→ SUPPLIED ENTRIES:
------------

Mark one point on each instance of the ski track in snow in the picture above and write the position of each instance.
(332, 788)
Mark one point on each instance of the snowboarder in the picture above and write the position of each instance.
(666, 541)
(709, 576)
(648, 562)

------------

→ THE TASK:
Write out every one of the entries above again, word for word and in the same order.

→ RESULT BELOW:
Mark one point on each instance of the ski track in snow in the picture above and write the position of each instance.
(332, 788)
Mark one point on each instance of the snowboarder in the picture above and write the position of each instance.
(666, 541)
(709, 576)
(648, 562)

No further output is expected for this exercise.